#### GIVEN TEXT

I've have been wanting to post for the last couple of days but I couldn't even get out of the house. Not by choice it was because I could not stand up without pain in my lower back. For about 4 days I had this pain in my back and I was just working through it. Well Wednesday wee hours of the morning I kept waking up with pain and having to go to the bathroom. I never get up to go pee in the middle of the night. Well around 5:00am I just couldn't take it anymore, I was in a ball crying because of the pain. By 5:30 I was dropping Josh off at my mothers and heading to the ER. John was not with me because he had to go to work, I wanted him to go to work. He knew I could go on my own, plus we need the money. I walked slowly into the ER told them what was wrong, they asked if I had burning when I pee, NOPE. They asked if I had a fever, NOPE. So they had me pee in a cup (love that). They ran their test while I laid in a ball on the ER bed with tears running down my face because of the pain. They came back after a while to tell me that I had a very bad kidney infection!! Who Knew a kidney infection. All this time I thought it was from moving heavy stuff. I never had any signs of it. They couldn't believe it. So they sent me home with with a ton of medicines. I loved the thought of a pain med at that point. I hate taking pills but I was so ready to take that one. Well it took the pain away which I was very happy only it made me sick to my stomach. So then I had the choice of pain in my lower back or feeling so sick you can't even sit up, eat or have your eyes open. I picked the back pain. For two days I was in bed and now it's Friday and I still didn't go to work but feel better. Moving around is getting better. I still have lower back pain but nothing I can't handle as long as I'm just sitting or laying around.
It's funny when the ER doctor was talking to me. He looked right into my eye, lean forward and said "you are very sick" and I thought to myself "no shit". I would never let my body go though all of this if I knew the signs. But hello, remember there were no signs of any kind. I was very scared thinking if I just let it go what could have happened.
So that in a nut shell is what has been going on with me. Hope all is well in your own little worlds!!

########
#### DATA EXTRACTS

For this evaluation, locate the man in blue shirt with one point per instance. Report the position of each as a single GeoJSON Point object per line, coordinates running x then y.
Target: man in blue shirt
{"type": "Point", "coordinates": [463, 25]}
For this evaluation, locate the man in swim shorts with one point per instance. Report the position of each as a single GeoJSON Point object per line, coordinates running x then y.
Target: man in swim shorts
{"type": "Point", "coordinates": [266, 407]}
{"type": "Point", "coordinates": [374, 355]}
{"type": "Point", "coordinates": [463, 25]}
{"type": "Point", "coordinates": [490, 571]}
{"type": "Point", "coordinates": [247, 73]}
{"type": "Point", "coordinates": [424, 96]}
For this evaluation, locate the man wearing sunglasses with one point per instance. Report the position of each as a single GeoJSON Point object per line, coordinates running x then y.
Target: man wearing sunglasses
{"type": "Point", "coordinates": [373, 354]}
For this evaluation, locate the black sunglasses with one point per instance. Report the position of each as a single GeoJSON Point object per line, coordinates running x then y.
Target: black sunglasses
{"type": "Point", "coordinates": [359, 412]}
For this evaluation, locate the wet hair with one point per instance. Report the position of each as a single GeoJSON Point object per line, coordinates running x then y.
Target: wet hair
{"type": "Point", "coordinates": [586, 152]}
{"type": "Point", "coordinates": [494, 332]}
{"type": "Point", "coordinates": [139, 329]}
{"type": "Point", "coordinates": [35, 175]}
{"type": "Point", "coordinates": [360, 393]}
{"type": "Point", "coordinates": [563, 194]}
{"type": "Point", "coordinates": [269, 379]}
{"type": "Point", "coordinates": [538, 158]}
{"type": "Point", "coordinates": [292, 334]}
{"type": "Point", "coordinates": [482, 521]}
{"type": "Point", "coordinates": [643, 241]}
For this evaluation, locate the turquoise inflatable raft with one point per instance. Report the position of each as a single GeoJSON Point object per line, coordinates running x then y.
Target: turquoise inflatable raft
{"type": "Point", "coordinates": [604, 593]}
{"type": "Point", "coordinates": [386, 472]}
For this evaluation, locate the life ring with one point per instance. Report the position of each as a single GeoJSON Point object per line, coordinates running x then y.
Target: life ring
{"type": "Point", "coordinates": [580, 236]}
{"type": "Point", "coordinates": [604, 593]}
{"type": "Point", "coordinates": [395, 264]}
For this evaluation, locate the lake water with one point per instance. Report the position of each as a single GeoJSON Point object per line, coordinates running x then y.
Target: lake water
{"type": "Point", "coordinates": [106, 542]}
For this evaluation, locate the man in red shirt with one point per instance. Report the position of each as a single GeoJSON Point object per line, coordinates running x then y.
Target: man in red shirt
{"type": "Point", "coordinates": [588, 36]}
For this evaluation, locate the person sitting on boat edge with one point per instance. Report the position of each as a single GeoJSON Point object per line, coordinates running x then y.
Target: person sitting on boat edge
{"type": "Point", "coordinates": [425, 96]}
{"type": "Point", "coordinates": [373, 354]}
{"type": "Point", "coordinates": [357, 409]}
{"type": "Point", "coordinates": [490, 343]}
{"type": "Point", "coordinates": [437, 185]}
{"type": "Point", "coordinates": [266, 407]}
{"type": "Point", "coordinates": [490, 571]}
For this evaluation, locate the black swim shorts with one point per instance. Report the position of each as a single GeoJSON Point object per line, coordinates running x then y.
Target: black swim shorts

########

TASK LIST:
1. List everything the kidney infection post says the writer was too sick to do after taking the pain medicine.
2. According to the kidney infection post, what did the ER staff tell the writer was wrong?
3. Rewrite the part of the kidney infection post that opens with the words "It's funny when" and closes with "could have happened.", swapping "scared" for "frightened".
The records are not used in any of these tasks.

OUTPUTS BY TASK:
1. Sit up, eat, and have their eyes open.

2. The writer had a very bad kidney infection.

3.
It's funny when the ER doctor was talking to me. He looked right into my eye, lean forward and said "you are very sick" and I thought to myself "no shit". I would never let my body go though all of this if I knew the signs. But hello, remember there were no signs of any kind. I was very frightened thinking if I just let it go what could have happened.